**AUSGANGSTEXT:**
_ _ _ _ _

Keinen würde ich sagen.

> Die Fixkosten bei den Kosten des Autofahrens nicht zu berücksichtigen ist einfach ein so typischer, aber ebenso massiver, Fehler,...
Kein Fehler, Absicht! :slight_smile: Für die Fixkosten entscheide ich mich ja dann, wenn ich mir ein Auto kaufe. Das hindert mich aber nicht daran, mich bei der einzelnen Fahrt trotzdem für öffentliche Verkehrsmittel zu entscheiden; dabei wäge ich ab zwischen Dauer, Kosten, Transportsportkapazität, Komfort usw. Meine These ist aber, dass beim 9-Euro-Ticket der Hauptfaktor die Zeit ist die ich gegen die Benzinkosten bei der Autofahrt abwäge. Im Moment ist fast jede Fahrt mit Nahverkehrsmitteln billiger als mit dem Auto.

> Also soll eine Busfahrt teurer sein als eine Zugfahrt zwischen den gleichen Orten und der ICE ist günstiger als Regionalexpress? Aktuell ist es tatsächlich umgekehrt, das schnellere Verkehrsmittel ist in der Regel das teurere.

_ _ _ _ _

**DATENSÄTZE:**
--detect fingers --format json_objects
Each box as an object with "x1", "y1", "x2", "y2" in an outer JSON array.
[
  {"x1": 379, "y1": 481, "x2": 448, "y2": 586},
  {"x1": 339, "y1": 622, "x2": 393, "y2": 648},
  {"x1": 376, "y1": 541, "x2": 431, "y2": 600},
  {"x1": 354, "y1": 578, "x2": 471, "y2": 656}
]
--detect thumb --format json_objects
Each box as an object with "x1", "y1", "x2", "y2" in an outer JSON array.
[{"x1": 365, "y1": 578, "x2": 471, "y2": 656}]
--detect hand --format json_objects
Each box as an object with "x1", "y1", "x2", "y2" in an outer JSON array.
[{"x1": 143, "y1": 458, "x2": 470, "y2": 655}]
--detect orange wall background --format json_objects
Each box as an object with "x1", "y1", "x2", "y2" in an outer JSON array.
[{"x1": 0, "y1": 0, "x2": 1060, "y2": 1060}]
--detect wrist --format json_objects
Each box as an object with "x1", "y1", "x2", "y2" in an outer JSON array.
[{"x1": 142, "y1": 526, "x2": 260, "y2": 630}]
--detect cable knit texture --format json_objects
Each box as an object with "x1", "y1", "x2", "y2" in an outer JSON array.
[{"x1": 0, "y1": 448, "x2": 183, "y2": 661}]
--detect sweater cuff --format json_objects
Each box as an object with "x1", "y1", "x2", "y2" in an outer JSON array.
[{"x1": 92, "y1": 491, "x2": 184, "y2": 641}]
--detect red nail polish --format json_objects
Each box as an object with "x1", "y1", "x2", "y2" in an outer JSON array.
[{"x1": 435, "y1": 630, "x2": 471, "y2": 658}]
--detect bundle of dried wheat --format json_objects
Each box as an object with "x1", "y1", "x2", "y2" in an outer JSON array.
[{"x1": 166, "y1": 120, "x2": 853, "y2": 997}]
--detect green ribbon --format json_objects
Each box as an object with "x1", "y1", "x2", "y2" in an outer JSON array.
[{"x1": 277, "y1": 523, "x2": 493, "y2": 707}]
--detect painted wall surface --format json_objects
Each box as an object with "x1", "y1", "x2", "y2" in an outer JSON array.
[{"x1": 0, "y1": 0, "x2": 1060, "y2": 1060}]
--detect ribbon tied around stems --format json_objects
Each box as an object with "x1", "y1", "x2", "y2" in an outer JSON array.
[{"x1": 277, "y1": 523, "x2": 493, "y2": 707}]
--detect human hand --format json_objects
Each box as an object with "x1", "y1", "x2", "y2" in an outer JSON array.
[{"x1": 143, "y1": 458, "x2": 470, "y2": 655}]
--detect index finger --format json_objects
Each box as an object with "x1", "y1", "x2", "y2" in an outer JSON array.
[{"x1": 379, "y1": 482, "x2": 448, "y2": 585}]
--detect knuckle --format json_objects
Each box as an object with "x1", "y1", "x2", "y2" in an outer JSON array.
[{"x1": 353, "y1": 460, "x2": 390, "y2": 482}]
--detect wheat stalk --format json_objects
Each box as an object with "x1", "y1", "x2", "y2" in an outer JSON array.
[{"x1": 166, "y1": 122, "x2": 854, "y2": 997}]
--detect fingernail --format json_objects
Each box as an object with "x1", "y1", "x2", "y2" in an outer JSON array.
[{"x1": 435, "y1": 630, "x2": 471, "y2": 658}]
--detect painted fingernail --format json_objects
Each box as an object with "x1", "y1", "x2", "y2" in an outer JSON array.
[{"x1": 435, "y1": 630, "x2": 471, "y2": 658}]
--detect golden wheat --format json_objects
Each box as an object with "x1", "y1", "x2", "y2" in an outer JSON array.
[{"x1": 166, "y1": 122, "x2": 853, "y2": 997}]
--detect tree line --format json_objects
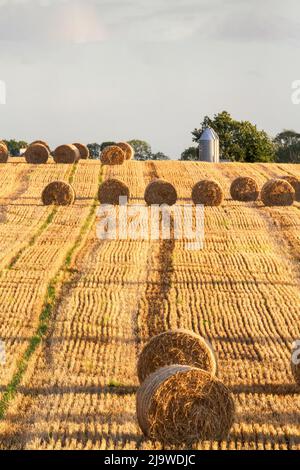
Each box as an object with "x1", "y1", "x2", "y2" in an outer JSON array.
[{"x1": 4, "y1": 111, "x2": 300, "y2": 163}]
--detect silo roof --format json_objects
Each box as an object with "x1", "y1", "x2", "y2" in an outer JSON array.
[{"x1": 199, "y1": 127, "x2": 219, "y2": 140}]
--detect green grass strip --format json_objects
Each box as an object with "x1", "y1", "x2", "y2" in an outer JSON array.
[
  {"x1": 7, "y1": 163, "x2": 77, "y2": 270},
  {"x1": 0, "y1": 167, "x2": 102, "y2": 420}
]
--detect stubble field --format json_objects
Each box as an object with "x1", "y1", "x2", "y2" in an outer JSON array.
[{"x1": 0, "y1": 159, "x2": 300, "y2": 450}]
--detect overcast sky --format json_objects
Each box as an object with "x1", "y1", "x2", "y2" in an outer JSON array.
[{"x1": 0, "y1": 0, "x2": 300, "y2": 158}]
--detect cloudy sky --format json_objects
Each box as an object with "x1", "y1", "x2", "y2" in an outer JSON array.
[{"x1": 0, "y1": 0, "x2": 300, "y2": 158}]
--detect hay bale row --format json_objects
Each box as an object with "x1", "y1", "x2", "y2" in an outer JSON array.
[
  {"x1": 53, "y1": 144, "x2": 80, "y2": 164},
  {"x1": 192, "y1": 180, "x2": 224, "y2": 207},
  {"x1": 230, "y1": 176, "x2": 300, "y2": 206},
  {"x1": 261, "y1": 179, "x2": 295, "y2": 206},
  {"x1": 100, "y1": 142, "x2": 134, "y2": 165},
  {"x1": 42, "y1": 181, "x2": 76, "y2": 206},
  {"x1": 24, "y1": 142, "x2": 50, "y2": 165},
  {"x1": 136, "y1": 364, "x2": 235, "y2": 445},
  {"x1": 25, "y1": 140, "x2": 90, "y2": 164}
]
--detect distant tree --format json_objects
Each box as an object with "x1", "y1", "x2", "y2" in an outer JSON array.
[
  {"x1": 192, "y1": 111, "x2": 276, "y2": 162},
  {"x1": 87, "y1": 142, "x2": 101, "y2": 160},
  {"x1": 151, "y1": 152, "x2": 170, "y2": 160},
  {"x1": 100, "y1": 142, "x2": 116, "y2": 152},
  {"x1": 128, "y1": 139, "x2": 152, "y2": 160},
  {"x1": 274, "y1": 130, "x2": 300, "y2": 163},
  {"x1": 4, "y1": 139, "x2": 28, "y2": 157},
  {"x1": 180, "y1": 147, "x2": 199, "y2": 161}
]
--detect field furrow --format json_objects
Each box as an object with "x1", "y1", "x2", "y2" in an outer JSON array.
[{"x1": 0, "y1": 163, "x2": 100, "y2": 412}]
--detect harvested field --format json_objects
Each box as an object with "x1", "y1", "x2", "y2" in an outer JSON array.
[{"x1": 0, "y1": 158, "x2": 300, "y2": 450}]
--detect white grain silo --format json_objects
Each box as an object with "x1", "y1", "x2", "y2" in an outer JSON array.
[{"x1": 199, "y1": 127, "x2": 220, "y2": 163}]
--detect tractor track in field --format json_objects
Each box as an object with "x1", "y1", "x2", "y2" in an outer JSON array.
[{"x1": 0, "y1": 164, "x2": 102, "y2": 421}]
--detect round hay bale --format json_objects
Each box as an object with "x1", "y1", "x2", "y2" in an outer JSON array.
[
  {"x1": 261, "y1": 179, "x2": 295, "y2": 206},
  {"x1": 282, "y1": 176, "x2": 300, "y2": 202},
  {"x1": 24, "y1": 144, "x2": 50, "y2": 165},
  {"x1": 136, "y1": 364, "x2": 235, "y2": 445},
  {"x1": 230, "y1": 176, "x2": 259, "y2": 202},
  {"x1": 30, "y1": 140, "x2": 51, "y2": 153},
  {"x1": 117, "y1": 142, "x2": 134, "y2": 160},
  {"x1": 100, "y1": 145, "x2": 125, "y2": 165},
  {"x1": 0, "y1": 142, "x2": 8, "y2": 163},
  {"x1": 53, "y1": 144, "x2": 80, "y2": 164},
  {"x1": 72, "y1": 143, "x2": 90, "y2": 160},
  {"x1": 42, "y1": 181, "x2": 75, "y2": 206},
  {"x1": 144, "y1": 179, "x2": 177, "y2": 206},
  {"x1": 98, "y1": 178, "x2": 130, "y2": 205},
  {"x1": 137, "y1": 329, "x2": 217, "y2": 383},
  {"x1": 192, "y1": 180, "x2": 224, "y2": 207}
]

_ _ _ _ _

**AUFGABE A:** Schreibe aus den Datensätzen die Zeilen ab, beginnend mit der Zeile, die „--detect tractor track“ enthält, und endend mit dem Schluss der Datensätze, beide Grenzen eingeschlossen.
**AUFGABE B:** Führe den Ausgangstext über Autokosten und das 9-Euro-Ticket weiter.
Die Datensätze haben mit dem Ausgangstext nichts zu tun.

**ERGEBNIS A:**
--detect tractor track in field --format json_objects
Each box as an object with "x1", "y1", "x2", "y2" in an outer JSON array.
[{"x1": 0, "y1": 164, "x2": 102, "y2": 421}]
--detect round hay bale --format json_objects
Each box as an object with "x1", "y1", "x2", "y2" in an outer JSON array.
[
  {"x1": 261, "y1": 179, "x2": 295, "y2": 206},
  {"x1": 282, "y1": 176, "x2": 300, "y2": 202},
  {"x1": 24, "y1": 144, "x2": 50, "y2": 165},
  {"x1": 136, "y1": 364, "x2": 235, "y2": 445},
  {"x1": 230, "y1": 176, "x2": 259, "y2": 202},
  {"x1": 30, "y1": 140, "x2": 51, "y2": 153},
  {"x1": 117, "y1": 142, "x2": 134, "y2": 160},
  {"x1": 100, "y1": 145, "x2": 125, "y2": 165},
  {"x1": 0, "y1": 142, "x2": 8, "y2": 163},
  {"x1": 53, "y1": 144, "x2": 80, "y2": 164},
  {"x1": 72, "y1": 143, "x2": 90, "y2": 160},
  {"x1": 42, "y1": 181, "x2": 75, "y2": 206},
  {"x1": 144, "y1": 179, "x2": 177, "y2": 206},
  {"x1": 98, "y1": 178, "x2": 130, "y2": 205},
  {"x1": 137, "y1": 329, "x2": 217, "y2": 383},
  {"x1": 192, "y1": 180, "x2": 224, "y2": 207}
]

**ERGEBNIS B:**
Das war kompliziert von mir ausgedrückt. Mein Vorschlag beinhaltet ja Zeiteinheiten (statt den üblichen Entfernungen) - die können aber unterschiedlich teuer sein. Eine Stunde Busfahren ist billiger als eine Stunde Regionalexpressfahren als eine Stunde ICEfahren. Weil der ICE schneller ist, entscheide ich mich vielleicht trotzdem für ihn, auch wenn er teurer ist.

> partielle Bewegungsprofile
Natürlich nur optional, nicht obligatorisch.

> Du willst quasi das Gegenteil: Eine möglichst genaue Abrechnung, wer wie viel ÖPNV nutzt, um die Leute entsprechend ihrer Nutzung an den Kosten zu beteiligen. Dieser Weg wird aber immer dazu führen, dass Menschen, die ein Auto haben, sagen werden: „Also die Fixkosten für’s Auto habe ich ohnehin - und die variablen Kosten sind günstiger als der ÖPNV“.
Puh - was will ich? Ich wollte einen neuen Denkansatz anstoßen, Entfernungen nicht mehr unbedingt in Kilomentern sondern vielleicht eher in Stunden zu messen. Wenn öffentliche Verkehrsmittel sehr günstig sind (wie gerade jetzt) ist für mich im Moment vor allem die Frage, wie lang eine Fahrt dauert, bis ich ans Ziel komme (siehe Beispiel von HansHans). Ich brauche mit öffentlichen Verkehrsmitteln zwei Stunden bis ich bei der Oma bin die 120km entfernt wohnt und eine dreiviertel Stunde bis ich im Nachbarort bin, der 4km weg ist. Oder anders ausgedrückt: Die Oma wohnt nicht 120 oder 4 Kilometer weg, sondern 120 oder 45 Minuten.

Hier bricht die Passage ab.